==== TRECHO SELECIONADO
Não há dados oficiais sobre as operações da Shein. A empresa não é listada e, portanto, não é obrigada a divulgar seu balanço. Sequer há informações sobre a sede na China ou suas plantas de produção. Não se sabe quase nada sobre seu fundador e CEO, Xu Yangtian, também conhecido como Chris Xu. Mas os números da empresa são impressionantes.
Segundo a Bloomberg, as vendas globais da varejista virtual não param de crescer, passando de US$ 10 bilhões em 2020, para US$ 100 bilhões no ano passado. Uma receita dessa tornaria a Shein a maior vendedora de produtos de moda do mundo, superando a espanhola Inditex, dona da Zara, que faturou cerca de US$ 32 bilhões, assim como a H&M, gigante sueca cujo faturamento ficou em US$ 24,8 bilhões, e a GAP, que vendeu US$ 15 bilhões.
A empresa atua em 165 países e emprega cerca de 10 mil pessoas. Entre os investidores da Shein, estão pesos-pesados das finanças mundiais, como os fundos de investimento Sequoia, General Atlantic e até mesmo o fundo soberano dos Emirados Árabes Unidos, o Mubadala.
O giro da produção é estrondoso. Todos os meses, a Shein lança 10 mil novos produtos. A Zara precisa de um ano para chegar a esse patamar — isso com investimento em marketing, via influenciadores, blogueiros de moda e celebridades. No Brasil, a garota-propaganda da Shein é a cantora Anitta.
A chinesa também trabalha com uma poderosa plataforma digital, usando cientificamente refinadas técnicas de SEO para interceptar as buscas dos internautas. Dessa forma, se os clientes procuram um modelo de vestuário ou acessório no Google, acabam direcionados para o seu site.
Tsunami no mercado brasileiro
No caso do mercado brasileiro, um relatório do banco BTG Pactual mostrou como, menos de um ano depois de sua chegada, a Shein já faturava um valor superior a R$ 2 bilhões. Em 2022, mais do que triplicou esse montante: chegou a R$ 8 bilhões. É um crescimento dez vezes superior ao de suas concorrentes brasileiras.
“Analisando os fluxos de cliques, a Shein tem mais de 20 milhões de usuários únicos por mês. Para ter uma ideia, ela tem mais clientes ativos do que o Magazine Luiza e mais do que o dobro da Renner. Sem dúvidas é a empresa com maior impacto no setor de varejo no momento. É algo brutal”, diz a Oeste Alberto Serrentino, consultor do setor de varejo e fundador da Varese Retail.
========
◆ **EXERCÍCIOS PROPOSTOS**
a: De acordo com o texto sobre a Shein, em quantos países a empresa atua?
b: Transcreva do texto sobre a Shein a passagem que vai de “Segundo a Bloomberg, as” até “Unidos, o Mubadala.”.
Os itens não são necessários para resolver nada aqui.
==== DADOS ARMAZENADOS
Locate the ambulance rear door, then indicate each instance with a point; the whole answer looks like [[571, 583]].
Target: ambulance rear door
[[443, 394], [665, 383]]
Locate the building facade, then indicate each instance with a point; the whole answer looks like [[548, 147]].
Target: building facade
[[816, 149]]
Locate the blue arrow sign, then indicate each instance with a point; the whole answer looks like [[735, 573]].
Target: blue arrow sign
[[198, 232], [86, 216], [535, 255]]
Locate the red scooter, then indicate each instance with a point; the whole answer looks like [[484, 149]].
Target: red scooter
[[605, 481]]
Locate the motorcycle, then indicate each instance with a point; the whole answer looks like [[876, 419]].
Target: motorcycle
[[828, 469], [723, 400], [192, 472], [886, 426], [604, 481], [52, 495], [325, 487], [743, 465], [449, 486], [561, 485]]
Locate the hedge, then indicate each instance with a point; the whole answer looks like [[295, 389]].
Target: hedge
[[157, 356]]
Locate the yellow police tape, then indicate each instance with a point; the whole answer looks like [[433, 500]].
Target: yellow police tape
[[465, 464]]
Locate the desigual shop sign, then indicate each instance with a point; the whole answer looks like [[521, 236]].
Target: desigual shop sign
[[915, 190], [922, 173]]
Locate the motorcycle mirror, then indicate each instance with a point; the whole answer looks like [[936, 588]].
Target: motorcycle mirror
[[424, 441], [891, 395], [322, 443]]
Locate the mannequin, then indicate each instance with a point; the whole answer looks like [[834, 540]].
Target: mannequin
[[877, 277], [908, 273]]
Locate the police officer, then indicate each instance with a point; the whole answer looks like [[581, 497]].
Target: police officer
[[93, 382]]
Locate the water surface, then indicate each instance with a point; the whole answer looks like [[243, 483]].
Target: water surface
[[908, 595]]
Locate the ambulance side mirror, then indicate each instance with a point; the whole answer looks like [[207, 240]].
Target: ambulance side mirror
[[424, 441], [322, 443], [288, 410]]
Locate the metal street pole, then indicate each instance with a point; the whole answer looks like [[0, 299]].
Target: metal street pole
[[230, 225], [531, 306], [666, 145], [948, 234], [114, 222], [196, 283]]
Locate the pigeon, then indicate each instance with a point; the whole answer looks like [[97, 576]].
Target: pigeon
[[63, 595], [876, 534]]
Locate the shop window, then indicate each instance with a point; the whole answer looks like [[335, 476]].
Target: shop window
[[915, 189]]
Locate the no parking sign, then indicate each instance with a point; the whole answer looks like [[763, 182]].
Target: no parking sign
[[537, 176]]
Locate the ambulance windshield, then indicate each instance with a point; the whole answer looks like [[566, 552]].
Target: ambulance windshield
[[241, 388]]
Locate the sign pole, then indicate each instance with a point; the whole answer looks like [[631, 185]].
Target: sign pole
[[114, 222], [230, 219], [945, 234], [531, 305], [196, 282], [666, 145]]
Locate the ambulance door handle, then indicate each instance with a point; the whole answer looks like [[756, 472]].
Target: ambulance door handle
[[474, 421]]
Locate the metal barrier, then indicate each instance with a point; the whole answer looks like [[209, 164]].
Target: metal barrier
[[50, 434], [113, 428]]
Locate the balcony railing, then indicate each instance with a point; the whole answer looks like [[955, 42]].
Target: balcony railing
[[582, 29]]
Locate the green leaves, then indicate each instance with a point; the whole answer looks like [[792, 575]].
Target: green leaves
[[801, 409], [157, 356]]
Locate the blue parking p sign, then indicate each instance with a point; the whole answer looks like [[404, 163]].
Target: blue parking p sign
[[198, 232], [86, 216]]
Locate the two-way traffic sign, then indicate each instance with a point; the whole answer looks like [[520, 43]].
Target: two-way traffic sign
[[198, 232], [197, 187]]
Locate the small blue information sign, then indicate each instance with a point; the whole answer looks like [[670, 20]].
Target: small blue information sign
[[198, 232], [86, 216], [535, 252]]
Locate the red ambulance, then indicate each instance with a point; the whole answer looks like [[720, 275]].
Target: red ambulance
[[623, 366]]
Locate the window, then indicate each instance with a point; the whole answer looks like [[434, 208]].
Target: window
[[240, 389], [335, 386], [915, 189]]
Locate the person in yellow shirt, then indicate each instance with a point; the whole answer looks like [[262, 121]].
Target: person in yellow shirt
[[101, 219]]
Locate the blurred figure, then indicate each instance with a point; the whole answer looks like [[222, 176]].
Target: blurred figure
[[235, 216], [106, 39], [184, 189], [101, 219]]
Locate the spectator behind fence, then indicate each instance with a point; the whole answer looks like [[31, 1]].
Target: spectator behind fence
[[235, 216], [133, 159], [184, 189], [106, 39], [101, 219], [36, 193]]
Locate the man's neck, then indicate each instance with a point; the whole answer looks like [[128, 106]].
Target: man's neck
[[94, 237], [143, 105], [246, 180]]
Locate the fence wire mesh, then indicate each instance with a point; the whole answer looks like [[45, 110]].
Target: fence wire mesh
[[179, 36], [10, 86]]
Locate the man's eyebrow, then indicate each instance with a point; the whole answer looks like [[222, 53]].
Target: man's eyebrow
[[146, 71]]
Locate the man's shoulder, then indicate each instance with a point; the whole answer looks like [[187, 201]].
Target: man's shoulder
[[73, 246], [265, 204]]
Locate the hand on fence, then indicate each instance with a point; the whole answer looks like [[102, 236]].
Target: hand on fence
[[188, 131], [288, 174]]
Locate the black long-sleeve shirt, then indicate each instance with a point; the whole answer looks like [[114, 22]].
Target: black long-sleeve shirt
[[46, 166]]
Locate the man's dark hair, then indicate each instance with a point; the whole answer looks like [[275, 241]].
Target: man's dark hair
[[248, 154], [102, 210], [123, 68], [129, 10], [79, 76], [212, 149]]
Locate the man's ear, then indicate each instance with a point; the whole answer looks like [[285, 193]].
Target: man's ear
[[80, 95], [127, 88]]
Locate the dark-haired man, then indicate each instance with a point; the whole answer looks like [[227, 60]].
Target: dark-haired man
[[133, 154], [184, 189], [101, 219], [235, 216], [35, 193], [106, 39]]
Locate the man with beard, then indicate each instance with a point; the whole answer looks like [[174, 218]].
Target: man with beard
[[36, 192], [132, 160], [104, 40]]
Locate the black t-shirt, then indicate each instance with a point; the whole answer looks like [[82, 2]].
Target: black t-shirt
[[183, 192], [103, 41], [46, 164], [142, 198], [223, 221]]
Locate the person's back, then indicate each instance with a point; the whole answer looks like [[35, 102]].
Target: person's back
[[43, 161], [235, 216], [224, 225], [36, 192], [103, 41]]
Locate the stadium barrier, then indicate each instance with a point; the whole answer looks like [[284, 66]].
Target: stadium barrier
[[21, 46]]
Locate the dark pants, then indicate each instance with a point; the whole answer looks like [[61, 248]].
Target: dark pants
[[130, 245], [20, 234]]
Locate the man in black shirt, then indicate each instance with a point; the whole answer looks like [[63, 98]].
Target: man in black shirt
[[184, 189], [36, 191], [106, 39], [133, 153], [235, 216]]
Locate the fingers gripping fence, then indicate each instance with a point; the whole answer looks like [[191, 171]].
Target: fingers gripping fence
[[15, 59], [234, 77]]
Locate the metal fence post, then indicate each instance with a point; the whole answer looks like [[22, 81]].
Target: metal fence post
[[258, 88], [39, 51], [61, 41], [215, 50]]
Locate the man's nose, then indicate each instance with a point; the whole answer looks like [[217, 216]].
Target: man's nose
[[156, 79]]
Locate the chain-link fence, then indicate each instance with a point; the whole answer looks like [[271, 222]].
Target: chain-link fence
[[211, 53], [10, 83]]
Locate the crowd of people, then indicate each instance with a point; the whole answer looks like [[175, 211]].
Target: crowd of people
========
◆ **RESPOSTAS DOS EXERCÍCIOS**
a: A Shein atua em 165 países.

b:
Segundo a Bloomberg, as vendas globais da varejista virtual não param de crescer, passando de US$ 10 bilhões em 2020, para US$ 100 bilhões no ano passado. Uma receita dessa tornaria a Shein a maior vendedora de produtos de moda do mundo, superando a espanhola Inditex, dona da Zara, que faturou cerca de US$ 32 bilhões, assim como a H&M, gigante sueca cujo faturamento ficou em US$ 24,8 bilhões, e a GAP, que vendeu US$ 15 bilhões.
A empresa atua em 165 países e emprega cerca de 10 mil pessoas. Entre os investidores da Shein, estão pesos-pesados das finanças mundiais, como os fundos de investimento Sequoia, General Atlantic e até mesmo o fundo soberano dos Emirados Árabes Unidos, o Mubadala.